Событий никаких нет – персонажи заняты ожиданием чего-то и предстоянием неизвестно перед чем. Много обнаженных тел, в основном мужских, – они скорее  бесстрастны и лишены сексуальности, как на картинах бельгийского сюрреалиста Поля Дельво . Тела появляются  из земли и исчезают туда же, в недра земли, в медленном и строгом ритуале:  ритм движений этого вечного круговорота от смерти к возрождению  рассчитан с виртуозной точностью, как в танце.  Тут Димитрис Папаиоанну  в самом деле хореограф. Части тела  часто появляются фрагментарно,  например руки, ноги, туловище, а потом судорожно пытаются сложиться вместе. В другом случае конечности скрыты,  открытые  части тела  предстают взору словно осколки античной скульптуры. Человеческие тела становится полем битвы, уходит своим корнями в землю (потрясающий образ – человек отрывается от земли, и его ботинки обрастают корнями), соединяются в гибридные формы, создавая оптические иллюзии. Например, что-то вроде кентавра – существо составленное из обнаженных членов трех различных людей: мужчины подарили ему огромные  ноги, а женщина – торс и голову. И это существо передвигается с края до края сцены. В другой сцене  соединяются множество ног, образуя гусеницу. Тела бесконечно сплетаются друг с другом, образуя иногда сочетания прекрасные, но чаще -монструозные Круговорот превращений, своего рода вечный цикл метаморфоз, как в античных мифах, но с самоиронией человека 21-го  века. Сюда же тонко вписывается  сюжет из другого сюрреалиста, Беллмера, перемешавшего  живое и механическое,  но без свойственной последнему примеси ужаса. Метаморфозы Папаиоанну, даже самые макабрические, естественны и  не лишены юмора.

Выдержка из данных >>
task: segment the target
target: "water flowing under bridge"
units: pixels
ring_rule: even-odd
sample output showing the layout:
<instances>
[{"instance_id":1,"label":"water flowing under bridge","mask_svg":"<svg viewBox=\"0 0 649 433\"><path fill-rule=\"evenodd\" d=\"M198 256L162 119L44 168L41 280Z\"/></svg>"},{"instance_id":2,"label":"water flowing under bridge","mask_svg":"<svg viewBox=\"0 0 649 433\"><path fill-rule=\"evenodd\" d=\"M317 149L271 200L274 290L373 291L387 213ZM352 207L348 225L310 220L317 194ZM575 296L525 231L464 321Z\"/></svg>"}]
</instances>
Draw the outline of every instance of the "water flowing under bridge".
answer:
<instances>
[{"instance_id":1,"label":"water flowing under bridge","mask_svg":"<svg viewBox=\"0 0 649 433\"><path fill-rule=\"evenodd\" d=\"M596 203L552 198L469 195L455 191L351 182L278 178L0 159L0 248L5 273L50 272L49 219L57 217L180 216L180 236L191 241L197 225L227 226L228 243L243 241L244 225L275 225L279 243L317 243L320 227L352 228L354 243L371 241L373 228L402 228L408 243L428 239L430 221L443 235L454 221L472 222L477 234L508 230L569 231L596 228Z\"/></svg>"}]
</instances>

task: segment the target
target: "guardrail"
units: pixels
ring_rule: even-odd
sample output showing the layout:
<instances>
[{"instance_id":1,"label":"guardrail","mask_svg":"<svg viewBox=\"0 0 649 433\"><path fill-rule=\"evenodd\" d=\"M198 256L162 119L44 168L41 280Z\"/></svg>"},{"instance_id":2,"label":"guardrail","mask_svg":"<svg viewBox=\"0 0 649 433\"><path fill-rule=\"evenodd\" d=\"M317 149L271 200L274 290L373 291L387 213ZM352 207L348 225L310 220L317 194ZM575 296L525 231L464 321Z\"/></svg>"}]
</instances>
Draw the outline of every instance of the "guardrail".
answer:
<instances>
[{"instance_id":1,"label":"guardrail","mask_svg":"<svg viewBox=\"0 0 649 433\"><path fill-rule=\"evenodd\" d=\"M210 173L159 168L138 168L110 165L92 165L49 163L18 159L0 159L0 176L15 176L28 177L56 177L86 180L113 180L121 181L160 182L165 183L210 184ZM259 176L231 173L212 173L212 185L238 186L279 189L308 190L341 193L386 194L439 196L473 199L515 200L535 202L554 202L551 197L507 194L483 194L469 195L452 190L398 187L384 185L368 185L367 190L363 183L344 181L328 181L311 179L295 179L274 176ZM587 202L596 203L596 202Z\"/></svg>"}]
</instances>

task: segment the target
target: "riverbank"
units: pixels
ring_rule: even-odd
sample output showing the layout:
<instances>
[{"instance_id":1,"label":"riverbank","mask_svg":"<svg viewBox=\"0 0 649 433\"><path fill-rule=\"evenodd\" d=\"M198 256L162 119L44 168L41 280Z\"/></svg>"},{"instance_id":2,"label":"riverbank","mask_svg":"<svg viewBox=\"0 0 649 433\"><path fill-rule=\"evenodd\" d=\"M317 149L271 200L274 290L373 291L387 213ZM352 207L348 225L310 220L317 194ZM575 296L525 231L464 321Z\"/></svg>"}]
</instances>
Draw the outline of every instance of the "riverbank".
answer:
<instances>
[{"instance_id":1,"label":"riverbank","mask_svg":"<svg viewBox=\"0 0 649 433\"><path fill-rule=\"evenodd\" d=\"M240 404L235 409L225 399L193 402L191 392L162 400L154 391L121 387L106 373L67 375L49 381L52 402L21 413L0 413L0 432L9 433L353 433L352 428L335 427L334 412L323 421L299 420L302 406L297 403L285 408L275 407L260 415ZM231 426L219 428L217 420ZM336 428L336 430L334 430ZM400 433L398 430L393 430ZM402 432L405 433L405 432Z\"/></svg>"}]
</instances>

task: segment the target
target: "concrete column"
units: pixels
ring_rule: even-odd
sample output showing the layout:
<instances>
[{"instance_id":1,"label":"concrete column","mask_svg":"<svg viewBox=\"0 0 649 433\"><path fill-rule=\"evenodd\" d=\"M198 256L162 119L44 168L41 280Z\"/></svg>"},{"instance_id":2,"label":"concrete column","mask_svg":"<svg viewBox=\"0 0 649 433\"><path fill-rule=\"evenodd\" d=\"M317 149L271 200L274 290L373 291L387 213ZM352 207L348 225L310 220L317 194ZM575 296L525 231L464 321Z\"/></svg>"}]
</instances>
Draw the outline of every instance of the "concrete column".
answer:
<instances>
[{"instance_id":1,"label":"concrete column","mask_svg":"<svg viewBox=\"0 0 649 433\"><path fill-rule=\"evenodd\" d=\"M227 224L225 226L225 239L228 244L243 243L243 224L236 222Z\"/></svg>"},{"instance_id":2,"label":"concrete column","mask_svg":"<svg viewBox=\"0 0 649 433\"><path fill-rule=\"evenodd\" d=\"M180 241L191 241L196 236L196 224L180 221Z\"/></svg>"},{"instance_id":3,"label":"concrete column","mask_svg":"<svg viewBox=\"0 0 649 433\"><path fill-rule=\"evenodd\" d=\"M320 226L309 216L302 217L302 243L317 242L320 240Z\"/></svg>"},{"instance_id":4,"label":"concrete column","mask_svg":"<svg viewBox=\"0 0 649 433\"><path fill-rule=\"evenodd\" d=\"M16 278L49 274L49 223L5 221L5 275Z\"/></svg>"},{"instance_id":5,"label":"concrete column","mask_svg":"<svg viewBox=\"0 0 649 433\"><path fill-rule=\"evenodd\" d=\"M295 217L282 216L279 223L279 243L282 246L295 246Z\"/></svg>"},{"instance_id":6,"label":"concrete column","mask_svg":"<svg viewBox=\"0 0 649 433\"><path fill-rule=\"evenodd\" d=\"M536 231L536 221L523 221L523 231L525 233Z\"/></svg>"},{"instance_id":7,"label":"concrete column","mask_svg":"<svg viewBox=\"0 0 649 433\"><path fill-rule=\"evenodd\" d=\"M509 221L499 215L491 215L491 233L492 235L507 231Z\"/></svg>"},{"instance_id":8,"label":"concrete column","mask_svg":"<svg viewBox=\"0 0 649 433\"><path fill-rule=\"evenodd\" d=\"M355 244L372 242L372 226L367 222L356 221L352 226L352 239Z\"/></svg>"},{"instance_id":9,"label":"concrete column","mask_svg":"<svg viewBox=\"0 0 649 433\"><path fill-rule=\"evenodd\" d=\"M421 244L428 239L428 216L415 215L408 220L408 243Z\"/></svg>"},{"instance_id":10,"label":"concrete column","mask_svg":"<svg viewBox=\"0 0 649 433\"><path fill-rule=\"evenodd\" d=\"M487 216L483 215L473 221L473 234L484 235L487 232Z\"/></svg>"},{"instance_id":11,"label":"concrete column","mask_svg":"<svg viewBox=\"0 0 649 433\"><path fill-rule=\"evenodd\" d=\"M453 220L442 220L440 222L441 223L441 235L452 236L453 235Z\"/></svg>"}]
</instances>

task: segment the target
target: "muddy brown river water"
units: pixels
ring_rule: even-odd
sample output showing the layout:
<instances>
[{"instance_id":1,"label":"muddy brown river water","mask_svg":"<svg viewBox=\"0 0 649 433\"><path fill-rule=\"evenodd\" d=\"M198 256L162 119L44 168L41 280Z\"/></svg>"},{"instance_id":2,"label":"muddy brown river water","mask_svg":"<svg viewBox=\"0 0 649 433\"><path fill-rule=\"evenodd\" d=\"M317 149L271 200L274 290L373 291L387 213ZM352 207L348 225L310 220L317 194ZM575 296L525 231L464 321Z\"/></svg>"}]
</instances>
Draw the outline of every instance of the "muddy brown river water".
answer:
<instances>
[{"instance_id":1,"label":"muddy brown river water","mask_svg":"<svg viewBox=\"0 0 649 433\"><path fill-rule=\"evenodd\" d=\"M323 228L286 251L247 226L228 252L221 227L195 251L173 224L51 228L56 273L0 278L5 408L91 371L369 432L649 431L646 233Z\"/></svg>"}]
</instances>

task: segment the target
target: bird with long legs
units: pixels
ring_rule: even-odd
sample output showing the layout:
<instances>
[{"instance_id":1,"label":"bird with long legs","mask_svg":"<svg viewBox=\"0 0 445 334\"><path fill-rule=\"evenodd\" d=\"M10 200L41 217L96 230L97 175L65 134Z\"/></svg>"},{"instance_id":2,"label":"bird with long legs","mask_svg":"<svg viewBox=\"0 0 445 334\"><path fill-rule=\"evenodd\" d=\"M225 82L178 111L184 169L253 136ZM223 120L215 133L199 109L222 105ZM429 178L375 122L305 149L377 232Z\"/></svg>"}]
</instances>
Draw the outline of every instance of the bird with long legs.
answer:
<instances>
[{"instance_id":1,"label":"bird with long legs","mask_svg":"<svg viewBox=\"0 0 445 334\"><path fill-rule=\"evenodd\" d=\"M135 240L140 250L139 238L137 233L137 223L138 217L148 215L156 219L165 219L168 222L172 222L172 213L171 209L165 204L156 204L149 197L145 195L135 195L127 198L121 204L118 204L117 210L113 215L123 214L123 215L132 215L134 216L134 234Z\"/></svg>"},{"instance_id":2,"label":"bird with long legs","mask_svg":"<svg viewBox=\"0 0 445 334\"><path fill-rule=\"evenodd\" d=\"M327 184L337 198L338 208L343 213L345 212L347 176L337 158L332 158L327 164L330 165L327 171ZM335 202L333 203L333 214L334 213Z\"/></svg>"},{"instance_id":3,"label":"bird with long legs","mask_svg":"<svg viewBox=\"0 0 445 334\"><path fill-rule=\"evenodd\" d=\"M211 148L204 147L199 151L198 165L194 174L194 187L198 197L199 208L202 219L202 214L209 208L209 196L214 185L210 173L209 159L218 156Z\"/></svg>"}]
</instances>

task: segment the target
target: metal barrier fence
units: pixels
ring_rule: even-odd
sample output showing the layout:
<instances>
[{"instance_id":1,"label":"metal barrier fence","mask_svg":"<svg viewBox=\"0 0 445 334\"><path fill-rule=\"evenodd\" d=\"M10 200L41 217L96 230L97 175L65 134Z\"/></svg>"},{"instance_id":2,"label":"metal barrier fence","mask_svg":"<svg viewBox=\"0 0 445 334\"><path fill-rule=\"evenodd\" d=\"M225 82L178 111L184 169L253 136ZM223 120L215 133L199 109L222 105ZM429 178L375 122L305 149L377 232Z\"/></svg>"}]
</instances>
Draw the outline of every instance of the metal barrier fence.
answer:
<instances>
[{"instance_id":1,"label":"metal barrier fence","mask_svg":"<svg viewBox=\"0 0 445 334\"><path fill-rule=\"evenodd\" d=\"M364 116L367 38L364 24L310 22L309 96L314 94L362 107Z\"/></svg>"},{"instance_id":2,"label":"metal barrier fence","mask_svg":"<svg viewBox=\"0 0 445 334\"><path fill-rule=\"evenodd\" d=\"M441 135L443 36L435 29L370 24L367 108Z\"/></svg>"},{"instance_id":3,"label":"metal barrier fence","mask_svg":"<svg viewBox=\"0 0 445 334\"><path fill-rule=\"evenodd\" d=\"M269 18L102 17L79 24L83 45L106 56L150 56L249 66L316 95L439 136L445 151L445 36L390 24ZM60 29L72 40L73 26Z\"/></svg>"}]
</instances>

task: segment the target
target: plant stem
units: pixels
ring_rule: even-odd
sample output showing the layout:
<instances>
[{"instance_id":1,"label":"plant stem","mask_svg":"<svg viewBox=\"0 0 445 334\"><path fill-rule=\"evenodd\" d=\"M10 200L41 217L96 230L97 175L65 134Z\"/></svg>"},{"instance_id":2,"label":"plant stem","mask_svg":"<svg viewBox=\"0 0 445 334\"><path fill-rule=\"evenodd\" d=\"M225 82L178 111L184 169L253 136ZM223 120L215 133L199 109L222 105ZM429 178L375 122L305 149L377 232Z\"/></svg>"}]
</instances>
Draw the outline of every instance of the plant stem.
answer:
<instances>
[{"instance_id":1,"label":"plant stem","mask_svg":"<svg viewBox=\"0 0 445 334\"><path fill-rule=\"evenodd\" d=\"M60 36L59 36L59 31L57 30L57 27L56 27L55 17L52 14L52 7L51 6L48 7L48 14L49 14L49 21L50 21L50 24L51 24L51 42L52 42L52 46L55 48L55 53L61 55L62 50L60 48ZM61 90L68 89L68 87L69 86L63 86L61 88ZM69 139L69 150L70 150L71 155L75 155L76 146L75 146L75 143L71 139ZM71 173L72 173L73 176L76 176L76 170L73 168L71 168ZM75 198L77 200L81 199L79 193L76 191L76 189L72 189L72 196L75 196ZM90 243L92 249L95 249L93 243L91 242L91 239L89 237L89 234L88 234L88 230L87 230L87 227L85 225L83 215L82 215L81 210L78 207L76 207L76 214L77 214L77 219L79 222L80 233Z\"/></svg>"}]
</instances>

Условие задания >> Продублируйте исходный текст целиком, не меняя в нём ни знака.

Решение задачи >>
Событий никаких нет – персонажи заняты ожиданием чего-то и предстоянием неизвестно перед чем. Много обнаженных тел, в основном мужских, – они скорее  бесстрастны и лишены сексуальности, как на картинах бельгийского сюрреалиста Поля Дельво . Тела появляются  из земли и исчезают туда же, в недра земли, в медленном и строгом ритуале:  ритм движений этого вечного круговорота от смерти к возрождению  рассчитан с виртуозной точностью, как в танце.  Тут Димитрис Папаиоанну  в самом деле хореограф. Части тела  часто появляются фрагментарно,  например руки, ноги, туловище, а потом судорожно пытаются сложиться вместе. В другом случае конечности скрыты,  открытые  части тела  предстают взору словно осколки античной скульптуры. Человеческие тела становится полем битвы, уходит своим корнями в землю (потрясающий образ – человек отрывается от земли, и его ботинки обрастают корнями), соединяются в гибридные формы, создавая оптические иллюзии. Например, что-то вроде кентавра – существо составленное из обнаженных членов трех различных людей: мужчины подарили ему огромные  ноги, а женщина – торс и голову. И это существо передвигается с края до края сцены. В другой сцене  соединяются множество ног, образуя гусеницу. Тела бесконечно сплетаются друг с другом, образуя иногда сочетания прекрасные, но чаще -монструозные Круговорот превращений, своего рода вечный цикл метаморфоз, как в античных мифах, но с самоиронией человека 21-го  века. Сюда же тонко вписывается  сюжет из другого сюрреалиста, Беллмера, перемешавшего  живое и механическое,  но без свойственной последнему примеси ужаса. Метаморфозы Папаиоанну, даже самые макабрические, естественны и  не лишены юмора.